-------- Data in this exercise --------

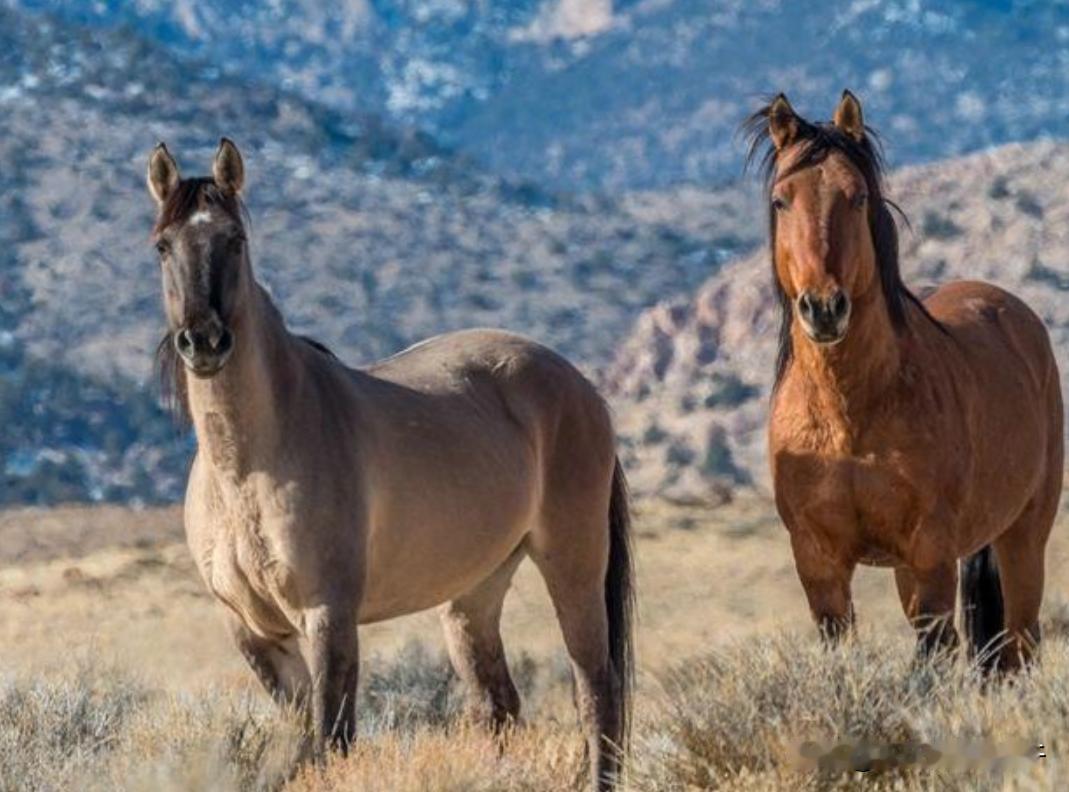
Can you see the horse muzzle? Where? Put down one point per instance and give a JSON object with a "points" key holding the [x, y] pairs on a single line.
{"points": [[204, 346], [824, 317]]}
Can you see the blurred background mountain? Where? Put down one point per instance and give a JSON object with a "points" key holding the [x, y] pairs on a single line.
{"points": [[557, 167]]}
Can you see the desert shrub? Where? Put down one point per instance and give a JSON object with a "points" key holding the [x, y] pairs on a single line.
{"points": [[736, 718]]}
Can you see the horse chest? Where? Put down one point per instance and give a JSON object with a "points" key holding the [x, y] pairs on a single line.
{"points": [[865, 506], [244, 570]]}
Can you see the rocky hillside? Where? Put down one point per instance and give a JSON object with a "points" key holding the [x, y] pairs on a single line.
{"points": [[692, 383], [371, 237], [610, 94]]}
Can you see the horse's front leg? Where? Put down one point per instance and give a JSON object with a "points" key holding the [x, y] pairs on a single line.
{"points": [[928, 599], [826, 580], [332, 654], [278, 665]]}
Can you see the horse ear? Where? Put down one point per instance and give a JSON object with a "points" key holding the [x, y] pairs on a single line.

--------

Instructions for the task — Could you print all of the entries above exactly as written, minus the pictures?

Completed exercise —
Can you see the horse muzzle? Where? Put down one point per instance and give a JSON object with a "points" key holding the [x, y] pairs on a single line.
{"points": [[204, 346], [824, 317]]}
Can you see the blurred background mountain? Where? Put down one point per instance and give a JSON object with a "points" key holding the [x, y] pairs on a single line.
{"points": [[557, 167]]}
Can you see the desert shrub? Where? Put down one point per instance and give a JSON object with a "points" key holding the [x, y] pairs on a single line.
{"points": [[736, 718]]}
Can you see the horse chest? Where? Put down one point per instance and give a JSON object with a "points" key holding the [x, y] pairs on a single line.
{"points": [[865, 506], [244, 570]]}
Can you see the rocky hillside? Where? Put down one point per instance and give a JSON object with a "points" key holding the [x, y] pairs on a single line.
{"points": [[692, 383], [371, 237], [610, 94]]}
Can you see the horse's front leg? Where? Put down one point per instance and give a JSON object with a "points" key holding the [x, y] pairs on a single line.
{"points": [[928, 599], [826, 580], [332, 654], [278, 665]]}
Can you see the horse ear? Where? Put down one point per instance and give a JSON object with a "points" key holding the [x, y] pairs on a single line.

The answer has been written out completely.